== STATED TASK ==
Extract every line of the records that contains the string "white", matching case exactly.

== DATASET RECORDS ==
○ ○ ○ ○ ○ ○ ○
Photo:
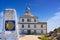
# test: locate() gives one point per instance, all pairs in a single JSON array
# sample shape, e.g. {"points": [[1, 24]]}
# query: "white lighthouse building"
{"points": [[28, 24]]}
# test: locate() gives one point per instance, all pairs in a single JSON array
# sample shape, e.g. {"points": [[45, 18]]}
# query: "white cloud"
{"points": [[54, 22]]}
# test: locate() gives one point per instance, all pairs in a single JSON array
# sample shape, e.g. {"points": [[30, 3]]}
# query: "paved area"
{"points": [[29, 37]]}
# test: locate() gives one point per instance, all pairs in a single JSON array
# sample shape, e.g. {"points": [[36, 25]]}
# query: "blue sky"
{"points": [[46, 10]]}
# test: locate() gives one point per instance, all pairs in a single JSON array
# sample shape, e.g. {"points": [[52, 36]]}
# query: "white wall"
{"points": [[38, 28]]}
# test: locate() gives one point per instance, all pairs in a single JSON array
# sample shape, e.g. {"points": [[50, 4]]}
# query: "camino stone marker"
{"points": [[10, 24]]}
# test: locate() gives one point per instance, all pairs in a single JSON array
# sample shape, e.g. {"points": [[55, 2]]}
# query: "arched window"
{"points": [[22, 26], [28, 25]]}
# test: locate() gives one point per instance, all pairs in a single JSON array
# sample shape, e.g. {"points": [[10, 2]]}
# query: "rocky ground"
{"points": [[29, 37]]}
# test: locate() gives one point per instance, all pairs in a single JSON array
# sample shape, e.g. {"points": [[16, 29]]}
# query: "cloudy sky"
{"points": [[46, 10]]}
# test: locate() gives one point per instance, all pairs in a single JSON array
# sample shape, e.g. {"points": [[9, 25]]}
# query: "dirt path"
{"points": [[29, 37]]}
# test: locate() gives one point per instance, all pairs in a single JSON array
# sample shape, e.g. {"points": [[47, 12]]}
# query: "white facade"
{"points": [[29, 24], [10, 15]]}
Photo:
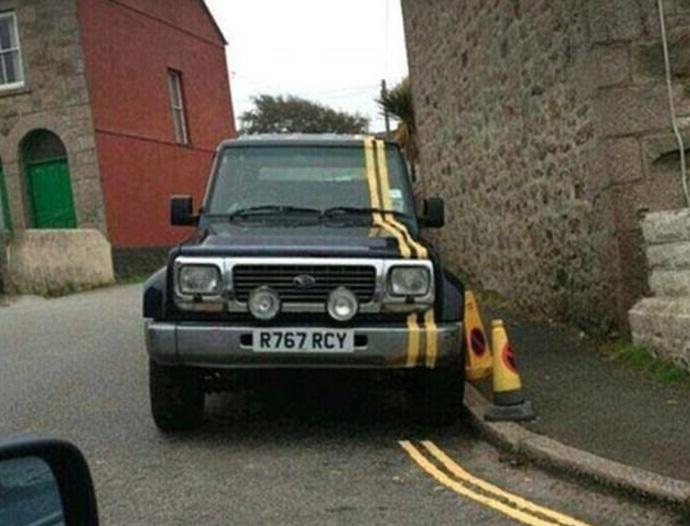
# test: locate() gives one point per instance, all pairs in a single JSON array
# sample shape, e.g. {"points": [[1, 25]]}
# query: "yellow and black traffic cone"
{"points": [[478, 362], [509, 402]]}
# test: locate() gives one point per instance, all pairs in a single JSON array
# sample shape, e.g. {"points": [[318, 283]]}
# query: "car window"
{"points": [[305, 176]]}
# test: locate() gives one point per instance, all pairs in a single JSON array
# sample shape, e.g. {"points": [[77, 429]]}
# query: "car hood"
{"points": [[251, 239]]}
○ ○ ○ ○ ○ ○ ○
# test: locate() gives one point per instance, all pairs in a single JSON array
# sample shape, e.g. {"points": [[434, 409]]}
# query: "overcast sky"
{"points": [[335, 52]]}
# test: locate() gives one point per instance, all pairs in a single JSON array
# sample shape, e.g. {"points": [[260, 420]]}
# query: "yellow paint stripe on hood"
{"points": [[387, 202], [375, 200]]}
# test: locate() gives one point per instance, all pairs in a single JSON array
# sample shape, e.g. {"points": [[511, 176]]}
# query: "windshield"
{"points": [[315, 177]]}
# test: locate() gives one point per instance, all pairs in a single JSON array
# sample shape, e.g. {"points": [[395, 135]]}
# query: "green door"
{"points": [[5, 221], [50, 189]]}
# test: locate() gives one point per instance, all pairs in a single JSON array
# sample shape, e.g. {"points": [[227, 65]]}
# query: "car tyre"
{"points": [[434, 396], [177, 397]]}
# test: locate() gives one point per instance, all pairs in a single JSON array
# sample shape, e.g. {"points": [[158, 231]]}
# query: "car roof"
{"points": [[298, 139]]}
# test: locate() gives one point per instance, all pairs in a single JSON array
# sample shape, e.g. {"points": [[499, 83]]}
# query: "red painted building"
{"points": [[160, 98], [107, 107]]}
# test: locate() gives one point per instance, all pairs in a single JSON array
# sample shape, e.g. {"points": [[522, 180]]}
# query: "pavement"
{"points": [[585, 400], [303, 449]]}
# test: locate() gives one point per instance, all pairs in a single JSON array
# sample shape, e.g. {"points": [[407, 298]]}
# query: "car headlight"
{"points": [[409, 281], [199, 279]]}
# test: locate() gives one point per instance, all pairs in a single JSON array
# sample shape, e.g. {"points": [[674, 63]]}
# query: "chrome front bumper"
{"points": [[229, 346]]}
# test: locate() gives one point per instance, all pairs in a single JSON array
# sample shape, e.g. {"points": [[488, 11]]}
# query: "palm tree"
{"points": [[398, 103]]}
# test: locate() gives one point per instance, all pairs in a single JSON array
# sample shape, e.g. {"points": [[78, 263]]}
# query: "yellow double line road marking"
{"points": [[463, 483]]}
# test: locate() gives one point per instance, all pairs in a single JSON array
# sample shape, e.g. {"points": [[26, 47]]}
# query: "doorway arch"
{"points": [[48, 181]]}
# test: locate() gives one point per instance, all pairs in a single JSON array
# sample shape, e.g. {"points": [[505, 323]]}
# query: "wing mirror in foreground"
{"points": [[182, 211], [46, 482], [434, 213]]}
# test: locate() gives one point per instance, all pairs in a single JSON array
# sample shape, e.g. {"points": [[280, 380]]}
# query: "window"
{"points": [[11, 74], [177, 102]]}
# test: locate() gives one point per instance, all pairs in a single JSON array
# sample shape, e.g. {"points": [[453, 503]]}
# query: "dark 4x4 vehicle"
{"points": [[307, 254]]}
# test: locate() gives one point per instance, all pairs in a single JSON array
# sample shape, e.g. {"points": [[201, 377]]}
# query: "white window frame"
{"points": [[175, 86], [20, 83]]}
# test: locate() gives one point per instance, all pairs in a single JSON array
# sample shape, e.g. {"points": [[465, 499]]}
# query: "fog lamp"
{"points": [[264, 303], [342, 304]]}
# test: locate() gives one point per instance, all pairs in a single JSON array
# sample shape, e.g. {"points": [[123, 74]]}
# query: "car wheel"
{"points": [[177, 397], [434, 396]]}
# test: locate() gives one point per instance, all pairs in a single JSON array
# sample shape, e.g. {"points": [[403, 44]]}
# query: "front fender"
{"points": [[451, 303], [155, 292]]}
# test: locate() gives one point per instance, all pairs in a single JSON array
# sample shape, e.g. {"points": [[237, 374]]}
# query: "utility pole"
○ ○ ○ ○ ○ ○ ○
== FULL RESPONSE ==
# query: "white lighthouse building"
# query: "white cloud"
# query: "white wall"
# query: "white facade"
# query: "white window frame"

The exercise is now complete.